Please duplicate every one of the lines below word for word.

Records taken from a collection
>>>>
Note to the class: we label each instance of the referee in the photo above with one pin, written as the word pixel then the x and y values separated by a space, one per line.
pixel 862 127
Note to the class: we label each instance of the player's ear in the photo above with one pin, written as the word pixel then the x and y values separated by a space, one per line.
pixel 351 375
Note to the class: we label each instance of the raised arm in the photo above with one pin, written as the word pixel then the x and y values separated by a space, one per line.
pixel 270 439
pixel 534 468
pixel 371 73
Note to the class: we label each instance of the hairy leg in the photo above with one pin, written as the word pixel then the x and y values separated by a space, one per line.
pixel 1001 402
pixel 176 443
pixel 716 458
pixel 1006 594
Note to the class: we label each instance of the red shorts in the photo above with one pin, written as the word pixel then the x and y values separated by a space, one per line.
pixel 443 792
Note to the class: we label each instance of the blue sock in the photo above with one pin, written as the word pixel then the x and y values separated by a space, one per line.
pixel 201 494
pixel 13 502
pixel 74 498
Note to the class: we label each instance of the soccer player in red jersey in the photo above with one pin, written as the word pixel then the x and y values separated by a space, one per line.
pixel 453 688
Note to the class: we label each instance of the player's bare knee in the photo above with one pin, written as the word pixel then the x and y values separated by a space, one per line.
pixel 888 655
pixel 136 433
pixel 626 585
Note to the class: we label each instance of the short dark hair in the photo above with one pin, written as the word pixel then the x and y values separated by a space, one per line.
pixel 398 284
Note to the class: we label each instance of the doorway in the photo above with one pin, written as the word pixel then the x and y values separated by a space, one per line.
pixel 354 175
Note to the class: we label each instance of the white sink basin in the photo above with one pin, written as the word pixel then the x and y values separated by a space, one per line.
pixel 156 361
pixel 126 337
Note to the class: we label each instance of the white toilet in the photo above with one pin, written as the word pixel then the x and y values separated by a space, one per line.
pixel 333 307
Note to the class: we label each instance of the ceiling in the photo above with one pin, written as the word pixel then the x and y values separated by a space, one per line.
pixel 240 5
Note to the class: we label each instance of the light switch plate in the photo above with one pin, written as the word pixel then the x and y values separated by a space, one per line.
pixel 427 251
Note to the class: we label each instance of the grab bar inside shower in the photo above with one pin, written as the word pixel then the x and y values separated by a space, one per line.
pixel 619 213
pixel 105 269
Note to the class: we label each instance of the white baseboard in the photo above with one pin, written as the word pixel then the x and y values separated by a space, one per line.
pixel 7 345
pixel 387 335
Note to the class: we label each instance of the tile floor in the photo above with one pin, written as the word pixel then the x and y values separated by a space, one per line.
<<<<
EXERCISE RESPONSE -
Note to the class: we label each instance of the referee in the photo above with one pin, written as the word pixel then the x and y values separated by a space, one per line.
pixel 862 127
Note to the class: we label each instance of the player's ear in the photo above with one pin, written as the word pixel then the x and y values separated by a space, one per line.
pixel 351 375
Note to the class: we label each instance of the raised arm in the photo above with one pin, written as the word pixel then the x and y values separated by a space, one per line.
pixel 270 439
pixel 534 468
pixel 371 73
Note to the class: we label each instance of the hairy leg in the photo above with one pin, written as the word pixel then the x and y values separated by a space, one per line.
pixel 1001 402
pixel 176 443
pixel 716 458
pixel 1006 594
Note to the class: we label each instance of the red shorts in the photo above with one pin, written as the word pixel then the x and y values separated by a space, one per line.
pixel 443 792
Note to the class: we label each instance of the blue sock in the photo above with one pin, written as the word pixel then the x and y values separated by a space, one per line.
pixel 201 494
pixel 13 502
pixel 74 498
Note to the class: we label each instance of the soccer player in red jersey in the photo above with one pin, written as the word pixel then the x and y values separated by a space, one per line.
pixel 453 688
Note to the class: we label each instance of the player's bare knee in the photo above with one pin, written as the word pixel then the x and y values separated by a space, one per line.
pixel 888 655
pixel 136 433
pixel 626 585
Note to the class: we label each instance of the short dark hair in the photo above with one pin, written as the word pixel then the x and y values separated by a space, one per line.
pixel 398 284
Note to the class: we label each instance of the doorway in the photo above with one pin, written as the word pixel then the x and y values separated by a space, one per line.
pixel 354 175
Note to the class: we label each instance of the white sink basin in the photo above with one pin, written as the word pixel then the x and y values separated by a space, one per line.
pixel 156 361
pixel 126 337
Note to the class: we label each instance of the white toilet in the photo above with one pin, written as the word pixel then the x and y values separated by a space, one per line.
pixel 333 307
Note to the class: we label each instance of the ceiling in the photo above with one pin, written as the word pixel then the x and y values separated by a space, one per line.
pixel 240 5
Note to the class: we label each instance of the light switch plate in the photo above with one pin, written as the word pixel then the x and y values separated by a space, one per line.
pixel 427 251
Note to the class: we label each instance of the grab bar inside shower in the photo above with one pin, written as the word pixel then the x and y values separated by a space, one per line.
pixel 619 213
pixel 105 269
Note to the class: we label each instance of the white baseboard in the photo above with one pin, written as the word pixel then the x and y values separated by a space, one per line.
pixel 7 345
pixel 387 335
Note to the class: we label each instance of the tile floor in the photo above with one pin, written as the word pixel then the x and y values separated by a space, one per line.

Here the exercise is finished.